_The exercise_
Write out the material below word for word, from its first line through the line holding "pixel 358 670", inclusive.

_Entries shown_
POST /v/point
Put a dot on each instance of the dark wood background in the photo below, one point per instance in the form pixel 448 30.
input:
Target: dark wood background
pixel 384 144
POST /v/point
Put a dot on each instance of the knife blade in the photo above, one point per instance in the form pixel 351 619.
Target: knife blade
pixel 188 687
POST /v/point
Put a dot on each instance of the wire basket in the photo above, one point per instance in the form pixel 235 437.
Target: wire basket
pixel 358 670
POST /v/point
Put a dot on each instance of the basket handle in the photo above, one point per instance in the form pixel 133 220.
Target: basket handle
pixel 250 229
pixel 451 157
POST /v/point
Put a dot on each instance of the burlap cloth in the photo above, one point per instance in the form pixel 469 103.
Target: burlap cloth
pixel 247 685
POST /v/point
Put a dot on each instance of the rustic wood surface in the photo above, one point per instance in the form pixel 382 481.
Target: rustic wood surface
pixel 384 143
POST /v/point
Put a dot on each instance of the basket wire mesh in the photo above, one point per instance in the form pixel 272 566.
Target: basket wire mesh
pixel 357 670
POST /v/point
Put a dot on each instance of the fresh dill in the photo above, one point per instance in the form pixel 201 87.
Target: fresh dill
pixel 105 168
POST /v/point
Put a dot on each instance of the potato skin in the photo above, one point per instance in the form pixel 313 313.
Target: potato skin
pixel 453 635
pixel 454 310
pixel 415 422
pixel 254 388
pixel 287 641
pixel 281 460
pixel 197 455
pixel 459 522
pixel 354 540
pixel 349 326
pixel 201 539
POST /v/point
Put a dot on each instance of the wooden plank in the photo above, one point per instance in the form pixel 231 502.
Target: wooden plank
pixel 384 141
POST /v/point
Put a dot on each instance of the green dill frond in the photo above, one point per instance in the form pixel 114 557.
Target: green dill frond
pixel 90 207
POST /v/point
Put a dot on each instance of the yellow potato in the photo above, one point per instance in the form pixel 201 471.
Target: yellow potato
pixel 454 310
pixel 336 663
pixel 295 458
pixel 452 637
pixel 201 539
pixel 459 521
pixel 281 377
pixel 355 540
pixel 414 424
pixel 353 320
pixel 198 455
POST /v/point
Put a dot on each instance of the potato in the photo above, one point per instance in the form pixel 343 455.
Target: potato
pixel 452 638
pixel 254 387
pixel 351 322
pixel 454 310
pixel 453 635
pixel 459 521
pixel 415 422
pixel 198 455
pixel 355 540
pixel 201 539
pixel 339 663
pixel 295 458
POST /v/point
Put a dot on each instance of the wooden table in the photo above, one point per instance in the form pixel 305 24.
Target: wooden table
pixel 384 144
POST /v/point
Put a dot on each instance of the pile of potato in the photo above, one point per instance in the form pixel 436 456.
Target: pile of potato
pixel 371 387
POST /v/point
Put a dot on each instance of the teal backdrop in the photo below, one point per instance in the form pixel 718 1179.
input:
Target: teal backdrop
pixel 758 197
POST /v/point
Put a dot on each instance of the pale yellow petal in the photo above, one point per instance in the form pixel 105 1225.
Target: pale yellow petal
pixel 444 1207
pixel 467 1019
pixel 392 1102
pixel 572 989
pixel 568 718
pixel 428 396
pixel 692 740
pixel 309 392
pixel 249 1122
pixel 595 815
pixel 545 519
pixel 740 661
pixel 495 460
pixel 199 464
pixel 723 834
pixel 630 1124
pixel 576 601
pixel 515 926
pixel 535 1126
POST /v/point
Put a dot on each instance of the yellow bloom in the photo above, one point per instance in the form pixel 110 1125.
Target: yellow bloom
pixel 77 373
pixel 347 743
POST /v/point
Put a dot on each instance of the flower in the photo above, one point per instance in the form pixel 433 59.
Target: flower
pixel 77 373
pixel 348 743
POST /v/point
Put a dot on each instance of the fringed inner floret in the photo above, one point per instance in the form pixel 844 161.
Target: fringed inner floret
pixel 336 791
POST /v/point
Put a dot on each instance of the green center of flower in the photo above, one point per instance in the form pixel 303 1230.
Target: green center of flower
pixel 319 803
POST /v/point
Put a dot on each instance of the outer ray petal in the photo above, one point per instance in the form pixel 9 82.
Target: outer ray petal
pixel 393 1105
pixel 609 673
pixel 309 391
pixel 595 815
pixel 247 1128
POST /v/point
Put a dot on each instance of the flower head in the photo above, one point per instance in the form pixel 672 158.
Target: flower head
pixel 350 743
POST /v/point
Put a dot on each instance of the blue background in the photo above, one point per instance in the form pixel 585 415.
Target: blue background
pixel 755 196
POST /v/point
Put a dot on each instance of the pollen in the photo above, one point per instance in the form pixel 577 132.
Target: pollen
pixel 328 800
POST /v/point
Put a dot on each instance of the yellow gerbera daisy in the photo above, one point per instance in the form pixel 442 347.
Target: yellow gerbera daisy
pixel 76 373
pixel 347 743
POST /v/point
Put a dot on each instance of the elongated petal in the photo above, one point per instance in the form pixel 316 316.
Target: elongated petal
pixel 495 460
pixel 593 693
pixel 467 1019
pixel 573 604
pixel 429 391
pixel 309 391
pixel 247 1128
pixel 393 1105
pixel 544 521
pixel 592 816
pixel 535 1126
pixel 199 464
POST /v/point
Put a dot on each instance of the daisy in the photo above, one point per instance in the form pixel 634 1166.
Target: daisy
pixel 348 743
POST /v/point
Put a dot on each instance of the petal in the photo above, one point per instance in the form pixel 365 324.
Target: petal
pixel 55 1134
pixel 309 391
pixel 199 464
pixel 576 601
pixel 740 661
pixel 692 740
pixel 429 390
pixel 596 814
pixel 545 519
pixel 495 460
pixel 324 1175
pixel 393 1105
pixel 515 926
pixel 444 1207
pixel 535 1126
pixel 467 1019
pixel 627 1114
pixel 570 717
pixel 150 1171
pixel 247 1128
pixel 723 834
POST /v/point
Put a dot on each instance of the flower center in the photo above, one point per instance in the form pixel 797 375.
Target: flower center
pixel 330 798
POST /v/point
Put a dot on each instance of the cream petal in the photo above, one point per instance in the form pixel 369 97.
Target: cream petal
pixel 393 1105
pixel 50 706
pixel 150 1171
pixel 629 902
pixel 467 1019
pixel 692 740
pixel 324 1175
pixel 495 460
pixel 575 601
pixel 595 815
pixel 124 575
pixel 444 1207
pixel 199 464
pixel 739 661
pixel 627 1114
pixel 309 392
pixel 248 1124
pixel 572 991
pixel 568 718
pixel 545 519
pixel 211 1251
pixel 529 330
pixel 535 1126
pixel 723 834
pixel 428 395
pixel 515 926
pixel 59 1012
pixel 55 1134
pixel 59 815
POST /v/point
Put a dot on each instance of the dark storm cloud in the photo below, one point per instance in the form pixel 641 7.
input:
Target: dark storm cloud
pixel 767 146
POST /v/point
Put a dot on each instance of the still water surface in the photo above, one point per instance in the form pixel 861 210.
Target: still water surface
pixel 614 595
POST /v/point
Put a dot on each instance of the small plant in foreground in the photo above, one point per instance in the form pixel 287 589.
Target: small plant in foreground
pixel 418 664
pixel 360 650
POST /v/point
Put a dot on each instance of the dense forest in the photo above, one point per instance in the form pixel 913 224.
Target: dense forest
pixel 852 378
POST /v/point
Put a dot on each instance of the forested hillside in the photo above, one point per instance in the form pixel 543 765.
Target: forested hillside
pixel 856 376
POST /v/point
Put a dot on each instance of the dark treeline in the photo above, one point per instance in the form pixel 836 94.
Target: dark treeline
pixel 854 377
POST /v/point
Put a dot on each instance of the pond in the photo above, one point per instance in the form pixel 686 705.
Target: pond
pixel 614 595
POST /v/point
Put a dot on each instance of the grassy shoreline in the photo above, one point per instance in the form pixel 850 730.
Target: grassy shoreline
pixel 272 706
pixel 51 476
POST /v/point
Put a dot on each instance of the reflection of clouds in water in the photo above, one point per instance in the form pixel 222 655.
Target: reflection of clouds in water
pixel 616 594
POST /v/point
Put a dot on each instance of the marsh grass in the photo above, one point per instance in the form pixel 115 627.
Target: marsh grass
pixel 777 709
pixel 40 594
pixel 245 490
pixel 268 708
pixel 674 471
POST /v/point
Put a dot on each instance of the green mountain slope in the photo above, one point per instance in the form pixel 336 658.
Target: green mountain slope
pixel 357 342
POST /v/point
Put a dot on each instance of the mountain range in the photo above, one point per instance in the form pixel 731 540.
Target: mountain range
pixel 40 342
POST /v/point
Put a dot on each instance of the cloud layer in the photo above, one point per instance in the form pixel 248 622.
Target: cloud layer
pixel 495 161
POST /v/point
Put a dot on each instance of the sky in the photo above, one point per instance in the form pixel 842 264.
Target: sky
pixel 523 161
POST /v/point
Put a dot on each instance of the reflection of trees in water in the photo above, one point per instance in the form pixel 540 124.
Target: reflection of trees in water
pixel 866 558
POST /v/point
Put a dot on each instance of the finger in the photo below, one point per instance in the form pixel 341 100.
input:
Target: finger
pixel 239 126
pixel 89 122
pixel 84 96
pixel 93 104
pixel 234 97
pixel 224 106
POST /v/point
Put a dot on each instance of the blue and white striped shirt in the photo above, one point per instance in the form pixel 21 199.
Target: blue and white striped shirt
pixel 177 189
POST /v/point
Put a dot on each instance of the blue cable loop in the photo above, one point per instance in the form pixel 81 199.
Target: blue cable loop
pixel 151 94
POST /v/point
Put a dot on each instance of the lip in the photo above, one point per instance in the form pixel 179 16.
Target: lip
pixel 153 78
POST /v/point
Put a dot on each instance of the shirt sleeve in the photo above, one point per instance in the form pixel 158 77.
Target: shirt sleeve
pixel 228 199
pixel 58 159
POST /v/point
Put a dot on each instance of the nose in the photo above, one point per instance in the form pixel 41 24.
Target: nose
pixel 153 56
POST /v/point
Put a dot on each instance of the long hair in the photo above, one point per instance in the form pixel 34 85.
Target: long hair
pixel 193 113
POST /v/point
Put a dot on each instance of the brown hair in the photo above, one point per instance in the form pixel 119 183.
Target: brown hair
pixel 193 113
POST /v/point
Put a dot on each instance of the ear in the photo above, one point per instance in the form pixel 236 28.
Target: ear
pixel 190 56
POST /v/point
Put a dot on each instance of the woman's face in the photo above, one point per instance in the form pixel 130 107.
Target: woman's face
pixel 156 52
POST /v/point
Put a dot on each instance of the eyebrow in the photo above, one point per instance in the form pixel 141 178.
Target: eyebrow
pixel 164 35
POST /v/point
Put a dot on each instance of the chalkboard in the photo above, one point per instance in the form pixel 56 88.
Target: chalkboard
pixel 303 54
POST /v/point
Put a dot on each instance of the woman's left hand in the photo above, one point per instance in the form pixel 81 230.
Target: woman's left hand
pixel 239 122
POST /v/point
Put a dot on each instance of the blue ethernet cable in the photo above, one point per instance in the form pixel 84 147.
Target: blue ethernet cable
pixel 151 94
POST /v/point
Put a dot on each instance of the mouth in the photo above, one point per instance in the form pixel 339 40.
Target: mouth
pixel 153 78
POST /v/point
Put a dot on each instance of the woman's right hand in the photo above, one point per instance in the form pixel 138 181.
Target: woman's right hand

_Exercise solution_
POST /v/point
Put a dot on each instance of the dark wood background in the photo below, one point per instance in the form pixel 448 30.
input:
Target: dark wood background
pixel 384 144
POST /v/point
Put a dot on each instance of the knife blade in the photo above, one point per instance in the form pixel 351 619.
Target: knife blade
pixel 188 687
POST /v/point
Put a dot on each instance of the wire basket in the photo above, one point per instance in the form pixel 235 437.
Target: wire basket
pixel 358 670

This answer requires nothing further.